Copy out only those lines running from the line with "glove in the photo below. Give pixel coordinates." to the end of the listing, keeping each one exactly as it is.
━━ Dataset entries
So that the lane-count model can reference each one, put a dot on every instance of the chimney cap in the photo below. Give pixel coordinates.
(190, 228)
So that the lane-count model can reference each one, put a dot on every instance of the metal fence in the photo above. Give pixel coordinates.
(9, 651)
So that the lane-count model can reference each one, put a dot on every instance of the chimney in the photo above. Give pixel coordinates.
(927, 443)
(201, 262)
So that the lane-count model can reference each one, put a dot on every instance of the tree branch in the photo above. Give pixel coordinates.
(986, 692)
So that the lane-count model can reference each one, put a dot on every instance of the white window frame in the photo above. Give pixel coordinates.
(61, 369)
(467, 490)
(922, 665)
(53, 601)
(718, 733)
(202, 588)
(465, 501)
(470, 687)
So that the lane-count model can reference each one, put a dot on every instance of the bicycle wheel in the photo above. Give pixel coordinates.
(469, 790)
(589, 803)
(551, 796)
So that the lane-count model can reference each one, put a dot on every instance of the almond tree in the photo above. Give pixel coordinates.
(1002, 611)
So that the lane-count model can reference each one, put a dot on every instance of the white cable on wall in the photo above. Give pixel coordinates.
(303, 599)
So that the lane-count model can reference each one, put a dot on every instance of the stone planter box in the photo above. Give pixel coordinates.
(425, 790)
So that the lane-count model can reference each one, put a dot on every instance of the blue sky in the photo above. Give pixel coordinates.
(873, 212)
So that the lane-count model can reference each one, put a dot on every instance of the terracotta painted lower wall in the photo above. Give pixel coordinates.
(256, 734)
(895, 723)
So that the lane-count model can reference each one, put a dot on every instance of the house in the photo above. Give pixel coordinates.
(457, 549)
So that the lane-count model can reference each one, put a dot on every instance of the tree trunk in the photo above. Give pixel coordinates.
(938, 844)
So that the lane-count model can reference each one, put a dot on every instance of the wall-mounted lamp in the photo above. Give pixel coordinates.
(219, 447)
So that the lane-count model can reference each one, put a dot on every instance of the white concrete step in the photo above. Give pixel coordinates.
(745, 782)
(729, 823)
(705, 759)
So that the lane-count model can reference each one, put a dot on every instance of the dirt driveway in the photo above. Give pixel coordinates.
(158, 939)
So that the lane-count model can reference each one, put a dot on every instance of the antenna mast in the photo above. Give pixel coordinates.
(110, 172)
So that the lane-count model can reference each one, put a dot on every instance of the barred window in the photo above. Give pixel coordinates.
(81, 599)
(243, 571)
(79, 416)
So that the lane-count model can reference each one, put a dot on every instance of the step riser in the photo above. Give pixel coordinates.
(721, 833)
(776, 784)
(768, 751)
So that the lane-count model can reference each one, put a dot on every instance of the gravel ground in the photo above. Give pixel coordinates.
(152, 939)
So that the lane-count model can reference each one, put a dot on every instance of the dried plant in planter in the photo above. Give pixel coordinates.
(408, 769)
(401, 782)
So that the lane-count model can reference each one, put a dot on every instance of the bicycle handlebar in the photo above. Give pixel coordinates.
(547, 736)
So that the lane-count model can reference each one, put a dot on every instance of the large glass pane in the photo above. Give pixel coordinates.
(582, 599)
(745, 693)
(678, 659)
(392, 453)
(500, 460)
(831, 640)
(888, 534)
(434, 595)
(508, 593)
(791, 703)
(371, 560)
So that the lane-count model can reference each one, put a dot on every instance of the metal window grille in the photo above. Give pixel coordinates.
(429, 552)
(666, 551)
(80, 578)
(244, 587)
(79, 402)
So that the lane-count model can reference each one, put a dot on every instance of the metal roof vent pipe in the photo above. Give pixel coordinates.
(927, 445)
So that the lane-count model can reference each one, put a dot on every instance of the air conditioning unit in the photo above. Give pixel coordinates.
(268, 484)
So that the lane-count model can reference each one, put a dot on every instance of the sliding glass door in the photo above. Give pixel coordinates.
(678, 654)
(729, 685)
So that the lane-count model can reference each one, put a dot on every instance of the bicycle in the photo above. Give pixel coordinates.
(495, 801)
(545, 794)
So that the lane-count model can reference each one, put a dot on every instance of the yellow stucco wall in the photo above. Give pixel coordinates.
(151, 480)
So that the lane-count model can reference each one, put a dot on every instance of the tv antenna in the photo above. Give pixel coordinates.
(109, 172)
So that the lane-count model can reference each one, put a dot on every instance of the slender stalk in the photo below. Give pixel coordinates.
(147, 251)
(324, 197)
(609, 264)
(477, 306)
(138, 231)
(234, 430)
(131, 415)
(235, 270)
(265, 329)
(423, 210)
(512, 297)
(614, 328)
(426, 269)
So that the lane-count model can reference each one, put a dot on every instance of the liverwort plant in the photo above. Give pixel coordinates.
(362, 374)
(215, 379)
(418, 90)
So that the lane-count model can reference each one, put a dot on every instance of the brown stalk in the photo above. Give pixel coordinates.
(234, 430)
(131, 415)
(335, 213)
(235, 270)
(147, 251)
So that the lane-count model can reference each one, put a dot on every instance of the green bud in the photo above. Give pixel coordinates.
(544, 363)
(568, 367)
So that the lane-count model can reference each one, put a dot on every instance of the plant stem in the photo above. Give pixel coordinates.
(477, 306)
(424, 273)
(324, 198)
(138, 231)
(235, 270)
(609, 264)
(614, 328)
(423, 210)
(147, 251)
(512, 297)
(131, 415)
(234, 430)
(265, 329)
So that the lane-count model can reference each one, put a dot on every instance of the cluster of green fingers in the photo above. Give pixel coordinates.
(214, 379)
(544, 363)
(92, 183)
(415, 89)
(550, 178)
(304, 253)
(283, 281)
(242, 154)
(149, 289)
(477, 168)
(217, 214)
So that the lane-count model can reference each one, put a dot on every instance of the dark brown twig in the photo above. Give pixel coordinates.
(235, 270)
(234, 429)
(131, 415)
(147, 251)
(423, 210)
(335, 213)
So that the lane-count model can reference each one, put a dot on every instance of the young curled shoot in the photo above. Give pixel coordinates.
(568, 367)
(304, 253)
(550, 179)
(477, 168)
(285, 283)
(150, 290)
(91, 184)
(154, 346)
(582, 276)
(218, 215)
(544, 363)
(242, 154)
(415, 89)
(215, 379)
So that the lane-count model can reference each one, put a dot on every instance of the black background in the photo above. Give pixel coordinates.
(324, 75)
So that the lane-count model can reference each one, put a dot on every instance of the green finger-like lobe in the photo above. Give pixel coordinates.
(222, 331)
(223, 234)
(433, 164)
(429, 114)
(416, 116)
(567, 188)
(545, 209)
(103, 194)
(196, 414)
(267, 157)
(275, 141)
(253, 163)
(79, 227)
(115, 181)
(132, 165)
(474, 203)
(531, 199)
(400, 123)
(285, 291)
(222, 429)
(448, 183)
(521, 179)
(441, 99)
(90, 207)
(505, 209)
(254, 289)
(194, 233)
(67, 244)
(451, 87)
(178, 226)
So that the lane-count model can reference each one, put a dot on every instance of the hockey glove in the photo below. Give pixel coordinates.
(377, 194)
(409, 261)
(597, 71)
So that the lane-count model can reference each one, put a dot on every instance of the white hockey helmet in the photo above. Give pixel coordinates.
━━━━
- Exercise answer:
So that the lane-count model can reference each one, put a dot on every instance of the hockey glove in the photo below. Give pixel coordinates.
(377, 194)
(409, 261)
(597, 71)
So that the lane-count model can reference each one, put a dot on every instance of the white hockey helmet in the photo above. Give pixel coordinates.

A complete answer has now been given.